- RECORDS FOR THIS TASK
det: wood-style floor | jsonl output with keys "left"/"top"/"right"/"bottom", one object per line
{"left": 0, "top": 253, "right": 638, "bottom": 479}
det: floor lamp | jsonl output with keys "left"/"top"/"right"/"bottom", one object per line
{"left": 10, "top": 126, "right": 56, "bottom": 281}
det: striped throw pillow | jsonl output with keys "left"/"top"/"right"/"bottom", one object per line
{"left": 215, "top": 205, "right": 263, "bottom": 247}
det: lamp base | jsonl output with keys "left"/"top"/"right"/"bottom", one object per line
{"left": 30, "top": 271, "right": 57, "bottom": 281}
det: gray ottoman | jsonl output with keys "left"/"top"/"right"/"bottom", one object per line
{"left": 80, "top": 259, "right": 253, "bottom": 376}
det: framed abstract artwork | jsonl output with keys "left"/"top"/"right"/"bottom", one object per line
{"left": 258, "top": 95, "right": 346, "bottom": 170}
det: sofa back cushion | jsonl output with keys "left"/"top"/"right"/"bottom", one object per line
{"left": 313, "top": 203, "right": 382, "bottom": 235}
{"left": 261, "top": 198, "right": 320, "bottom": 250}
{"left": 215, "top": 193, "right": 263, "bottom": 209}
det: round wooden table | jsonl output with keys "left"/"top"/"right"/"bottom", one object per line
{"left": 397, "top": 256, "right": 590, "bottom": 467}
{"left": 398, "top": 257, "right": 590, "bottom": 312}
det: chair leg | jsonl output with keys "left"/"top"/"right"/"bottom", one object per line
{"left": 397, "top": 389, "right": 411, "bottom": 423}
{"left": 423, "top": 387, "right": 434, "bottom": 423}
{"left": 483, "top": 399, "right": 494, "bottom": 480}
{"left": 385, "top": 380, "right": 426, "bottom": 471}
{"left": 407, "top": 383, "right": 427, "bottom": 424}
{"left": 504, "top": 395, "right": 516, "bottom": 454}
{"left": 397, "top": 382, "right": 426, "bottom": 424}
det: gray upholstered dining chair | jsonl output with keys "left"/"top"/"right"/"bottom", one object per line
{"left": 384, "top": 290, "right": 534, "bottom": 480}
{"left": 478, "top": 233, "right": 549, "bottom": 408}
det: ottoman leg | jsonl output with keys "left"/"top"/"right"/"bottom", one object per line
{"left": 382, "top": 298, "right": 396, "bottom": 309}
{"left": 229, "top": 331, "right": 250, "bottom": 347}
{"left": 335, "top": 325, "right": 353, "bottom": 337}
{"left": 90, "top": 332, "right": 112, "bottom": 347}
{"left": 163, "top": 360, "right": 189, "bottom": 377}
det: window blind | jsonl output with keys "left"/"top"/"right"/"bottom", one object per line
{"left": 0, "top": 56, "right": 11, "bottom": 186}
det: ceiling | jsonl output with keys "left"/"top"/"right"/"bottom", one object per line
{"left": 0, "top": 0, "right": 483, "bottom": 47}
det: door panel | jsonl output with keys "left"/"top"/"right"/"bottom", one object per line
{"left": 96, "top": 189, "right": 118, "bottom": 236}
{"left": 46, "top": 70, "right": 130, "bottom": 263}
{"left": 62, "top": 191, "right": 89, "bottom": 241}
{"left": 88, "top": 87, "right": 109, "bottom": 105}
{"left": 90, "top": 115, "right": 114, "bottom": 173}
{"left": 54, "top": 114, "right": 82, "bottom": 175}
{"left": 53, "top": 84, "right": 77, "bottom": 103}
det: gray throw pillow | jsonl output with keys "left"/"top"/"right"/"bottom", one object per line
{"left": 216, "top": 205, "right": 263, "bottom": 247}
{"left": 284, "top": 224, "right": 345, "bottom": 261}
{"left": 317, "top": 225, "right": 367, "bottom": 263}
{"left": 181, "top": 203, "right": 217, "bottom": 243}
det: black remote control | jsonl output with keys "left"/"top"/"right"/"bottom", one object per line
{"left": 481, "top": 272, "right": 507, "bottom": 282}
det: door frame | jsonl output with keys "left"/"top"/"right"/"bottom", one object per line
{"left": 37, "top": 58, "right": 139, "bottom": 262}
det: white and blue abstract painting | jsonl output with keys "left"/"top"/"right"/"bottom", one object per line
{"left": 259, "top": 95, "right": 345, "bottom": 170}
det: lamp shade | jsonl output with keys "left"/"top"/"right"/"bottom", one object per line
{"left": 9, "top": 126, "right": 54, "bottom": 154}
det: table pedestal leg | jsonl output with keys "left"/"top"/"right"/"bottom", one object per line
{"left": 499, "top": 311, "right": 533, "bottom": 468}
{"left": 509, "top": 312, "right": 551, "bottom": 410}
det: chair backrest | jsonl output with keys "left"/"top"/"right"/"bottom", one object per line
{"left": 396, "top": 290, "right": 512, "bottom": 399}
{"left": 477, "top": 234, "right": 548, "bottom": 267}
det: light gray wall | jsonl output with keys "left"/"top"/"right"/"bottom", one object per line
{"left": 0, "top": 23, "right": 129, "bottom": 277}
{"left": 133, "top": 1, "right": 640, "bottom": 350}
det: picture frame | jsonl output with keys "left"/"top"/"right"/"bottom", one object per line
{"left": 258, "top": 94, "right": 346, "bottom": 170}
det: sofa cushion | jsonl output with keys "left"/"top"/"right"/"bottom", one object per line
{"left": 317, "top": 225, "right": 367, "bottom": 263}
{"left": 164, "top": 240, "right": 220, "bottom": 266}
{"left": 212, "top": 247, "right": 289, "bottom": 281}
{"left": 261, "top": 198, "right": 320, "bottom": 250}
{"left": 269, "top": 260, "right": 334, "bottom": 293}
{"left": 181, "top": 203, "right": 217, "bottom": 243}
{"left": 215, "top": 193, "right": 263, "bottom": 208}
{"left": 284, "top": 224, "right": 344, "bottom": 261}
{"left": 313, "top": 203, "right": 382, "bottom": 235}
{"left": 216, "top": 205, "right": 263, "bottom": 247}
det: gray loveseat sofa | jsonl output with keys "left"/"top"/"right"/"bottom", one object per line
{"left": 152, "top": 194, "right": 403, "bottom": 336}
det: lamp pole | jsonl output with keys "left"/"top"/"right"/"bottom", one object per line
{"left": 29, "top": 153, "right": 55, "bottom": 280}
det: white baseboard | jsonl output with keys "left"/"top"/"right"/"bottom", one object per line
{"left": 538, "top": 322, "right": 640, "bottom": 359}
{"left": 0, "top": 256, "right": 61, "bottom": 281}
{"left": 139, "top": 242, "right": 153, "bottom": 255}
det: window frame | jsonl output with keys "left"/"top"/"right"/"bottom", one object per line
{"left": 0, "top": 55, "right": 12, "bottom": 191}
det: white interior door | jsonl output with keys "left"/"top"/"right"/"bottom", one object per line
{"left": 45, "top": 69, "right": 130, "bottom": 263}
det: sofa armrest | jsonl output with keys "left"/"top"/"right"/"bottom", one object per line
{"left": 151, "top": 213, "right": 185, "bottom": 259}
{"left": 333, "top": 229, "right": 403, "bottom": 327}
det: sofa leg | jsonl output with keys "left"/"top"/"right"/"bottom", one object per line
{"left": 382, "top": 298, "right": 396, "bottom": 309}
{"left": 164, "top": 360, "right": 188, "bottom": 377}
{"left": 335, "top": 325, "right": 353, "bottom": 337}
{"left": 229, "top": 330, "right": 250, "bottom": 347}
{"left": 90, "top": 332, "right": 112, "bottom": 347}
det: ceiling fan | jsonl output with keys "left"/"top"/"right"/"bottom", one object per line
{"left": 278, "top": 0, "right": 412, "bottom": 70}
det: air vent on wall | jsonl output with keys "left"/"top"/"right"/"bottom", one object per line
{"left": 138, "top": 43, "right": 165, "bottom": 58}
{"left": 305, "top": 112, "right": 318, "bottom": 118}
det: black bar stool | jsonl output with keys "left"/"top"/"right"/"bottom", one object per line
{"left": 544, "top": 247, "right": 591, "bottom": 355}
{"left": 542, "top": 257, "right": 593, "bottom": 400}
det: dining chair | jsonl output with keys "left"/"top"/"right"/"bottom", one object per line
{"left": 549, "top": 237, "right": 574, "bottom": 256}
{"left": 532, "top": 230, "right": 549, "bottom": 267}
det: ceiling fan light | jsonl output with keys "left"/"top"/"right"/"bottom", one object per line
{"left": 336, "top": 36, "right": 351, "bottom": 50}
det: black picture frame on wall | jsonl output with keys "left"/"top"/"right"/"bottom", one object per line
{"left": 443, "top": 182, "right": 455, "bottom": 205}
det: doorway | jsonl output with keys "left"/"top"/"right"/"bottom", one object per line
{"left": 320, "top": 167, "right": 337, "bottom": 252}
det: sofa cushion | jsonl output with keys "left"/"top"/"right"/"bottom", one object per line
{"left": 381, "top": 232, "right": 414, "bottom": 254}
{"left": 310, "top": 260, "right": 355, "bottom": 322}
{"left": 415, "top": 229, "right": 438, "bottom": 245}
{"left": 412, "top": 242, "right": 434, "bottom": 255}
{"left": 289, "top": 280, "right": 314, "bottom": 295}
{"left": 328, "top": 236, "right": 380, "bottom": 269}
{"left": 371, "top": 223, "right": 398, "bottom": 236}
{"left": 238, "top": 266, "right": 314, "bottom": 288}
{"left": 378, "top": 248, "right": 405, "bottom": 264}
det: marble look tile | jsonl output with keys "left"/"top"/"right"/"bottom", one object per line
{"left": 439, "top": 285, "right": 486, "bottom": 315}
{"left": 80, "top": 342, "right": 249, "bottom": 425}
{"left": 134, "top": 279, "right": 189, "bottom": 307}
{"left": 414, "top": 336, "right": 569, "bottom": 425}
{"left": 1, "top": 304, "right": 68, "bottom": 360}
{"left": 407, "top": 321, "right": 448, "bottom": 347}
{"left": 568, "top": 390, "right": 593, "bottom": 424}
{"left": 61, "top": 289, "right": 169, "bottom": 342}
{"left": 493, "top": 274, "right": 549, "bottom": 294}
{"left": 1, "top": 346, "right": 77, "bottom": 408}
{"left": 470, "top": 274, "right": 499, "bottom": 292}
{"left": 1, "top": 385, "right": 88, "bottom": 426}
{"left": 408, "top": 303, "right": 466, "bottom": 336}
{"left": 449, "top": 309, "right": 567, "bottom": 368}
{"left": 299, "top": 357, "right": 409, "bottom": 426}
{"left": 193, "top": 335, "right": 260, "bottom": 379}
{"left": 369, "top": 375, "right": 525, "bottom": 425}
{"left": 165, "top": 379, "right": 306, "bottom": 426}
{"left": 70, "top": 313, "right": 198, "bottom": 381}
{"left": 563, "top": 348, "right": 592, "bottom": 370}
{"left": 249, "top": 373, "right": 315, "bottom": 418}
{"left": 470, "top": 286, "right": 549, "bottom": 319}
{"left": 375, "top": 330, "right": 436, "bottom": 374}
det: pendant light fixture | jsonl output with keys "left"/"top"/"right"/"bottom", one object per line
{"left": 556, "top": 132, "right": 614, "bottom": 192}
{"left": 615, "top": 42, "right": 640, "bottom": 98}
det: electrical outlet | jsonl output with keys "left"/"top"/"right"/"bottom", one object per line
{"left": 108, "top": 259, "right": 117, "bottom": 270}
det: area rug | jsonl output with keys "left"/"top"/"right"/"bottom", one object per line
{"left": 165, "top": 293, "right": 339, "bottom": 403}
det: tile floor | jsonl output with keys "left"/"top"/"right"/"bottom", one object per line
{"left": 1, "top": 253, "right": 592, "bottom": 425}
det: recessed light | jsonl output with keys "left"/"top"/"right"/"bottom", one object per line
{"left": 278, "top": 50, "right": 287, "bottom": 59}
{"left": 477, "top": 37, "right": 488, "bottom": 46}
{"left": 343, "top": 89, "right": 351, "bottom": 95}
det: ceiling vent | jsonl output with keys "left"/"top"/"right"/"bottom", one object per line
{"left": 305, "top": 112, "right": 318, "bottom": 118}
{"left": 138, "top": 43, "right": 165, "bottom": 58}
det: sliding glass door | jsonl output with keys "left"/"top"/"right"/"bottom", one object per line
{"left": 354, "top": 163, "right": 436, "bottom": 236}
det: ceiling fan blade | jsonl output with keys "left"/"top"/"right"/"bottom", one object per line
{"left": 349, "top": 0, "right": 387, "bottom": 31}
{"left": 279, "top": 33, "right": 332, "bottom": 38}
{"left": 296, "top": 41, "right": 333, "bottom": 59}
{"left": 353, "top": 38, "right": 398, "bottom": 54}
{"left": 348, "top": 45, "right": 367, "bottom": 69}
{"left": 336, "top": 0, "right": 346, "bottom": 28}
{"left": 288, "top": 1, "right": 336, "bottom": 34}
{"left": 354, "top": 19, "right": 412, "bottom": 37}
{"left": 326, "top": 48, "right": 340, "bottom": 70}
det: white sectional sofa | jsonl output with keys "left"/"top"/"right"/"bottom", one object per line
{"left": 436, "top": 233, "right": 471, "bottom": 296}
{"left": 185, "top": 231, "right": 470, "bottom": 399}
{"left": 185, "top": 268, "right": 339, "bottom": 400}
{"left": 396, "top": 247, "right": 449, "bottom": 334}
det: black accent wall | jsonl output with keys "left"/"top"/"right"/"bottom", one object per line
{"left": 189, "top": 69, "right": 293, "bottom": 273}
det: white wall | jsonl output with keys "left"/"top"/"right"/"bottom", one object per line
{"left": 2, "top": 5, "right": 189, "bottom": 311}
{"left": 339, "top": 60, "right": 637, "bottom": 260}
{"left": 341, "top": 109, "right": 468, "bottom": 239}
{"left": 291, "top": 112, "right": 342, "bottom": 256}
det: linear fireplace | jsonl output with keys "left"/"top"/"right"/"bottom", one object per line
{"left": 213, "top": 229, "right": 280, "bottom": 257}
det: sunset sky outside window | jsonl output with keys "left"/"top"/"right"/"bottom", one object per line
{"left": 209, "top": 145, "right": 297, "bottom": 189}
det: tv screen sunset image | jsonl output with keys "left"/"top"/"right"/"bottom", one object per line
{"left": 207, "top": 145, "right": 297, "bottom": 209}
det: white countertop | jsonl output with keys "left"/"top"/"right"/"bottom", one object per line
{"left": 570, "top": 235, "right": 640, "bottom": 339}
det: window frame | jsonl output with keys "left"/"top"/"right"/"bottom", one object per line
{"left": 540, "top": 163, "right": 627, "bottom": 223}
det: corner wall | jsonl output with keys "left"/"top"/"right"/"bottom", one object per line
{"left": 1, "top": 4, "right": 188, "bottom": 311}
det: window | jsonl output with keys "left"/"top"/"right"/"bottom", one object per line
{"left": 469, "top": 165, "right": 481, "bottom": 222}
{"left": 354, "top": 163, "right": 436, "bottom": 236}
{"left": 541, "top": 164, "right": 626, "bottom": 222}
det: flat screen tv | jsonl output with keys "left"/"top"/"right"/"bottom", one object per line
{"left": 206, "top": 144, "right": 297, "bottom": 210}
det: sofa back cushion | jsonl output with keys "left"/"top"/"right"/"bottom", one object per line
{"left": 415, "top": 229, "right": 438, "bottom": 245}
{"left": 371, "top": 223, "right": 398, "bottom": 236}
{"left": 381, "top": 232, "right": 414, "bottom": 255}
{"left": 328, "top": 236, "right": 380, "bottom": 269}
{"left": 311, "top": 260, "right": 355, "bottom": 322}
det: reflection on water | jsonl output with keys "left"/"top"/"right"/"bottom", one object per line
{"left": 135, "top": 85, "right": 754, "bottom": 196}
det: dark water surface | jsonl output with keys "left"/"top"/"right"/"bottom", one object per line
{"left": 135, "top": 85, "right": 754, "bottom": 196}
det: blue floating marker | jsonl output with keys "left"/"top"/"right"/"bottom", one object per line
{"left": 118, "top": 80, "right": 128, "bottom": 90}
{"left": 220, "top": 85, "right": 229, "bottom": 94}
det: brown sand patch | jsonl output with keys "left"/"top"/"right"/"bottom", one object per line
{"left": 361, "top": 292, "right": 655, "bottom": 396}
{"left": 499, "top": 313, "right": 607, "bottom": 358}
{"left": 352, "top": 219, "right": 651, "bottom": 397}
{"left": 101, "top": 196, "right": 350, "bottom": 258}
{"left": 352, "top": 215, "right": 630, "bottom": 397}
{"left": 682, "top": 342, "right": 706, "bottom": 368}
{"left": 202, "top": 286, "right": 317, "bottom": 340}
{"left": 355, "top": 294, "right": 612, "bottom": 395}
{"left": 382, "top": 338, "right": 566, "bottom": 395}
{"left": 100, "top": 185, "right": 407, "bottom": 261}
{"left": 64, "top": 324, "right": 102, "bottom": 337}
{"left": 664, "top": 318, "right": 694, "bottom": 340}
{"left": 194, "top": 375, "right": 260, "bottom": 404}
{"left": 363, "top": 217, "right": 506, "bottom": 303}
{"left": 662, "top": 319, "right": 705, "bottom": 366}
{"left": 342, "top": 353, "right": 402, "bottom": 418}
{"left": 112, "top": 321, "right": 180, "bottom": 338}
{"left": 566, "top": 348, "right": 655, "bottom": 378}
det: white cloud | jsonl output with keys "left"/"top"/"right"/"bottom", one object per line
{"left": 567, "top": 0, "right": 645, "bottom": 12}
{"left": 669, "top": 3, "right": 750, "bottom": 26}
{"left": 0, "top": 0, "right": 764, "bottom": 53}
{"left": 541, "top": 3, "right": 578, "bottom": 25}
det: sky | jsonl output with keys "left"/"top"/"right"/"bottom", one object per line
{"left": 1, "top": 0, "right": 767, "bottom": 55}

- THE PROBLEM
Quote the line that contains "det: sky | jsonl" and each line after it through the end of the data, exactly, leaving out everything else.

- ANSWER AREA
det: sky | jsonl output with keys "left"/"top"/"right"/"bottom", one object per line
{"left": 1, "top": 0, "right": 767, "bottom": 55}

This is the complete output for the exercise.